What the task asks
What follows are records. Restate all of them word for word.

————————

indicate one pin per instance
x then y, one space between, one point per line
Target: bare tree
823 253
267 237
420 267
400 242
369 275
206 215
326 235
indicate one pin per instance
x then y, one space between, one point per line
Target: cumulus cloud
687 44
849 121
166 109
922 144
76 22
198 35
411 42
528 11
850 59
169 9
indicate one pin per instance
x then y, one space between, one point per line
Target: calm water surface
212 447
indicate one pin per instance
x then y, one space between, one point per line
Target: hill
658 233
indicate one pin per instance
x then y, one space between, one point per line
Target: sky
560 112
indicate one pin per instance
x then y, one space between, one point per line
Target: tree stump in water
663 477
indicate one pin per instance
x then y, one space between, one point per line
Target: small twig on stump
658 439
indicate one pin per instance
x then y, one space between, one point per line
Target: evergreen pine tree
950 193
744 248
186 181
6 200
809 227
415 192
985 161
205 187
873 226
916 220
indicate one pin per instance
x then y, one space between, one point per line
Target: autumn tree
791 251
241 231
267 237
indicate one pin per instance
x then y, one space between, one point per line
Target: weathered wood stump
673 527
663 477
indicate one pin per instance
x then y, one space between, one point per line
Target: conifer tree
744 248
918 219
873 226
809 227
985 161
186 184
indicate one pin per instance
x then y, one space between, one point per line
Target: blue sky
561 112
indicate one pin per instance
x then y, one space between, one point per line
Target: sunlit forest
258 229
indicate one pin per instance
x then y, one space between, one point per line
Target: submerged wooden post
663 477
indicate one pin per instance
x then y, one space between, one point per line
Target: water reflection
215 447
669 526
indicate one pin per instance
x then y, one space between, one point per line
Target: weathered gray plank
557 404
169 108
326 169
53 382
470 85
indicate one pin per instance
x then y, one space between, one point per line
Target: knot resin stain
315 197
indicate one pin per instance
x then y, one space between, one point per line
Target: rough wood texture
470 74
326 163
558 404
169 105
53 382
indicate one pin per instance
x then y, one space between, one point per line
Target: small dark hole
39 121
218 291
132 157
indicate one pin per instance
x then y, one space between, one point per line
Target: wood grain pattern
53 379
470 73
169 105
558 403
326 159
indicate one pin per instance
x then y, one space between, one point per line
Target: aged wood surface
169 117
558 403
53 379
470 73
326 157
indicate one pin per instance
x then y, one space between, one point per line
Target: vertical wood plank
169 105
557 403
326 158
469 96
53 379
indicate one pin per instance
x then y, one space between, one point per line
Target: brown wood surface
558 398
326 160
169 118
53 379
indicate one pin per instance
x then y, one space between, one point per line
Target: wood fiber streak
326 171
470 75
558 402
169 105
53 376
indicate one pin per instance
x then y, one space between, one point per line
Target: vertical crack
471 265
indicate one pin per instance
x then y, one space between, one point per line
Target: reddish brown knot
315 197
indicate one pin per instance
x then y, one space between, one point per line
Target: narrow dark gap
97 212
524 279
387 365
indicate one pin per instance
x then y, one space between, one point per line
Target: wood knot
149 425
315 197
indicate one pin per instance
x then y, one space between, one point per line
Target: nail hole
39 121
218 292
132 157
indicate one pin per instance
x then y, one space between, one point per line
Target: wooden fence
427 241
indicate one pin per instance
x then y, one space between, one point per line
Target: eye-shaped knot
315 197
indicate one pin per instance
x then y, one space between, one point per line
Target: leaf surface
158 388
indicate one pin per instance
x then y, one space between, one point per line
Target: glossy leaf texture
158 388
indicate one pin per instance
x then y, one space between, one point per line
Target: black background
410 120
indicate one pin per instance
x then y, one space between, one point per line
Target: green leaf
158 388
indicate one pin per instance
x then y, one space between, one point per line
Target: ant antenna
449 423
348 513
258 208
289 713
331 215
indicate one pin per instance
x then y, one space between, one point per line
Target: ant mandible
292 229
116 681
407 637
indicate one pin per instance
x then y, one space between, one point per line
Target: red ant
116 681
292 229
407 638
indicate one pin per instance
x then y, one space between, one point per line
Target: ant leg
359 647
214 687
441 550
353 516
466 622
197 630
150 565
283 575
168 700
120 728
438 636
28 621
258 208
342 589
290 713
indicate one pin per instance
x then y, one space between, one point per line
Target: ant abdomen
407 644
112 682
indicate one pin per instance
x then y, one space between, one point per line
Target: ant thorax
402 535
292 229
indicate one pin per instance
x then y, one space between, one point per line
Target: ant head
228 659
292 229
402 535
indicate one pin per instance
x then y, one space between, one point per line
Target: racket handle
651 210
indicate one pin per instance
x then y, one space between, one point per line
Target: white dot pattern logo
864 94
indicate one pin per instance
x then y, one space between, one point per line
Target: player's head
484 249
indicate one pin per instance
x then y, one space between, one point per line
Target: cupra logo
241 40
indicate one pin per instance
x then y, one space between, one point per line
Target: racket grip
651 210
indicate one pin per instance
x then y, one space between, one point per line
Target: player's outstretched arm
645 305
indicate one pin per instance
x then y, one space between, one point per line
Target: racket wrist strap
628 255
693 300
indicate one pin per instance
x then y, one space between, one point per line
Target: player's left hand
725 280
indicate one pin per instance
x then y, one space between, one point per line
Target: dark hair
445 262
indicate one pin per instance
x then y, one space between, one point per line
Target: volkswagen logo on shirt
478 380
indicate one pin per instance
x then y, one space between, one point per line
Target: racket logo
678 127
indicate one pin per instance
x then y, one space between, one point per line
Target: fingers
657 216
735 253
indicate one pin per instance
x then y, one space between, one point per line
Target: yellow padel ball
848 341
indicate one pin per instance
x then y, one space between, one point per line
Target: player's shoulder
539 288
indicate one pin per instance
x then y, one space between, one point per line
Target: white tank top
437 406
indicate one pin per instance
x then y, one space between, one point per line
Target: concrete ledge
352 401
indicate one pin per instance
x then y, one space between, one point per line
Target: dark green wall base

————————

Full response
indicate one pin per instance
x then y, one space between, one point per line
Target: bare tree
823 253
267 237
420 267
400 242
369 275
206 215
326 235
indicate one pin per instance
x then y, one space between, one point per line
Target: cumulus cloud
687 44
849 121
166 109
922 144
76 22
198 35
411 42
528 11
850 59
169 9
indicate one pin per instance
x then y, one space between, one point per line
Target: calm water surface
212 447
indicate one pin per instance
x then y, one space between, one point per line
Target: hill
658 233
indicate one pin per instance
x then y, one space between, one point per line
Target: sky
560 112
indicate one pin per instance
x then y, one space between, one point per line
Target: tree stump in water
663 477
indicate one pin per instance
x then y, one space between, one point per line
Target: small twig on stump
658 439
indicate one pin per instance
x then y, one space between, one point per line
Target: evergreen pine tree
950 193
744 248
186 181
6 200
809 227
415 192
985 161
205 187
873 226
916 220
indicate one pin per instance
x then y, one space between, one point per line
Target: autumn tree
791 251
241 231
267 237
indicate one pin per instance
x then y, one space between, one point per line
Target: weathered wood stump
673 527
663 477
indicate one pin per instance
x then y, one space between, one point per line
Target: conifer tree
744 248
918 219
873 226
809 227
985 161
186 184
indicate one pin per instance
x then y, one space between, one point per line
Target: blue sky
561 112
indicate one pin per instance
x then y, one space between, one point per line
Target: sunlit forest
258 229
indicate one pin per instance
x then y, one space between, one point per line
Target: submerged wooden post
663 477
indicate one pin per instance
x then y, one space between, one point per line
Target: water reflection
215 447
669 526
indicate one pin per instance
x then y, one space between, one point per line
Target: weathered gray plank
557 404
169 108
326 169
53 382
470 85
indicate one pin per instance
x then y, one space between, one point per line
Target: knot resin stain
315 197
indicate one pin per instance
x then y, one space between, one point per line
Target: rough wood texture
470 74
326 163
558 404
169 105
53 382
indicate one pin per instance
x then y, one space between, one point per line
Target: small dark hole
39 121
218 291
132 157
indicate one pin per instance
x then y, one space between, one point per line
Target: wood grain pattern
53 379
470 73
169 105
558 403
326 159
indicate one pin per instance
x then y, one space between, one point per line
Target: aged wood surface
169 117
558 403
53 379
470 73
326 157
indicate one pin per instance
x then y, one space between, one point per line
Target: vertical wood plank
169 105
557 403
326 158
469 96
53 379
indicate one pin per instance
x then y, one space between, one point per line
Target: brown wood surface
558 398
326 160
169 118
53 379
indicate one pin per instance
x then y, one space between, one point per line
Target: wood fiber streak
326 171
470 75
558 402
169 105
53 376
indicate one pin per instance
x then y, one space between, one point per line
Target: vertical crack
471 265
indicate one pin per instance
x then y, one space between, one point per line
Target: reddish brown knot
315 197
indicate one pin per instance
x then y, one space between, one point per line
Target: narrow dark gap
97 212
524 279
387 365
indicate one pin per instance
x then y, one space between, one point per line
Target: wood knot
149 425
315 197
indicate one pin per instance
x then y, one space between, one point per line
Target: nail hole
39 121
218 292
132 157
indicate one pin per instance
x then y, one space between, one point per line
Target: wooden fence
427 241
indicate one pin per instance
x then y, one space between, one point per line
Target: eye-shaped knot
315 197
indicate one pin per instance
x then y, one space between, one point per line
Target: leaf surface
158 388
indicate one pin per instance
x then y, one space between, one point per line
Target: glossy leaf texture
158 388
indicate one pin per instance
x then y, one space between, one point per line
Target: black background
410 120
indicate one pin per instance
x then y, one space between, one point per line
Target: green leaf
158 388
indicate one pin per instance
x then y, one space between, one point per line
Target: ant antenna
449 423
348 513
258 208
289 713
331 215
indicate one pin per instance
x then y, one space between, one point per line
Target: ant mandible
292 229
116 681
407 637
indicate one pin per instance
x then y, one space between, one point per line
Target: red ant
116 681
292 229
407 638
indicate one pin per instance
x then y, one space between, one point per line
Target: ant leg
359 647
214 687
441 550
353 516
466 622
197 630
150 565
283 575
168 700
120 728
438 636
28 621
258 208
342 589
290 713
indicate one pin per instance
x then y, one space between, one point per line
Target: ant abdomen
407 644
112 682
indicate one pin per instance
x then y, one space between, one point per line
Target: ant thorax
402 535
292 229
indicate one pin per instance
x then y, one space between, one point per line
Target: ant head
228 659
292 229
402 535
indicate one pin per instance
x then y, one space between, one point per line
Target: racket handle
651 210
indicate one pin per instance
x then y, one space between, one point per line
Target: white dot pattern logo
864 94
indicate one pin per instance
x then y, one space between, one point per line
Target: player's head
484 249
indicate one pin per instance
x then y, one space between, one point per line
Target: cupra logo
241 40
indicate one pin per instance
x then y, one space between, one point per line
Target: racket grip
651 210
indicate one pin per instance
x then y, one space between, one point per line
Target: player's outstretched arm
645 305
indicate one pin per instance
x then y, one space between, one point per line
Target: racket wrist strap
628 255
693 300
indicate one pin per instance
x then y, one space between, one point per line
Target: player's left hand
725 280
indicate one pin per instance
x then y, one space between, one point per line
Target: dark hair
445 262
indicate one pin per instance
x then y, one space between, one point per line
Target: volkswagen logo on shirt
478 380
indicate one pin per instance
x then y, one space between, one point per line
Target: racket logo
678 127
indicate one pin per instance
x then y, one space between, one point per line
Target: fingers
657 216
735 253
indicate one pin per instance
x then y, one space between, one point per line
Target: yellow padel ball
848 341
indicate one pin per instance
x then y, one space between, one point per line
Target: player's shoulder
539 288
indicate one pin per instance
x then y, one space between, one point per line
Target: white tank top
437 406
indicate one pin per instance
x then y, one space between, one point per line
Target: concrete ledge
352 401
indicate one pin per instance
x then y, one space between, one point per line
Target: dark green wall base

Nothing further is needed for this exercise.